DOCUMENT EXTRACT section start

Ms. Glen, standing at a whopping four foot, nine inches, tells me she lost her son, Steven, a few years back in a car accident - that is now a story I'm honored to know. A story that hammers a new notch in the woodiness of my perspective on grief and loss, on the human experience in its entirety. To know that she too loves the hum of a great dinner party with old fashioneds flowing. ("the cherry is the most important part", she reminds me.) That poetry was her most vital creative outlet, lifeblood more like it, over the years raising her boys. Her words are her legacy. Words and old fashioneds.

That keeps me painting.

Paul, who even at the end of his life, chooses to fly the lobster in from Maine, pair it with a buttery chardonnay (a requisite of the whole shindig), stack biscuits high, tie plastic bibs around our necks and demand only one small thing of his guests: silliness. He toasts to friendship and laughter and good food and overflowing wine.

That is living light, y'all.

Marie, from Austria, who lived around the corner from me on the third floor - sharing elevator rides down to get our first cup of coffee in the morning, always mentioning something lovely she'd noticed about the day (even as it'd barely begun). Who from the moment I met her, pressed on me like ink to a page, the value of approaching each day with gratitude and grace.

DOCUMENT EXTRACT section end
DATA RECORDS section start

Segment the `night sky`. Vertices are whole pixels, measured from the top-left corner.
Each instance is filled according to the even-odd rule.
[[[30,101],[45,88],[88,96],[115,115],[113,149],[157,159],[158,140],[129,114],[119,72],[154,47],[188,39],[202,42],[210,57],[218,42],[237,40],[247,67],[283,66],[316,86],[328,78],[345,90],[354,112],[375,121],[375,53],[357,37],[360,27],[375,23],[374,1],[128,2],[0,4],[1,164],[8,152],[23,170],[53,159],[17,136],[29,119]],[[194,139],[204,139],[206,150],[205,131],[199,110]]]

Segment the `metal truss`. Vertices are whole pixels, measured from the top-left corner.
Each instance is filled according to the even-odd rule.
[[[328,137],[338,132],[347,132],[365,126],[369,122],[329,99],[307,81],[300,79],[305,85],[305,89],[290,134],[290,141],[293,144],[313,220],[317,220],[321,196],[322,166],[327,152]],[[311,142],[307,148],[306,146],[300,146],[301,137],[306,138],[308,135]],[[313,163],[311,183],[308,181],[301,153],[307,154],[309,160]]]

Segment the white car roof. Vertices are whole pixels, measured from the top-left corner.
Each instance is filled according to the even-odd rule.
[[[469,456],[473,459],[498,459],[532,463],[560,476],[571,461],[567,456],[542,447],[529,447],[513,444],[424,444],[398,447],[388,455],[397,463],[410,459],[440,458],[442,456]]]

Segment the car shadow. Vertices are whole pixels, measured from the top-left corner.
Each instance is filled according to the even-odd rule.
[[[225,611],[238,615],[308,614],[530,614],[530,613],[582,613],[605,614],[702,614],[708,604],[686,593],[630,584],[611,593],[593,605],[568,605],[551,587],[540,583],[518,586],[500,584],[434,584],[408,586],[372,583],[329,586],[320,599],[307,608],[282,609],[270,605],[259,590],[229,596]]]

DATA RECORDS section end

## INSTRUCTIONS FOR THE TASK
Answer these about the excerpt on Ms. Glen, Paul, and Marie:
1. How tall is Ms. Glen?
2. Where does Paul fly the lobster in from?
3. What country is Marie from?

## RESULT
1. Four foot, nine inches
2. Maine
3. Austria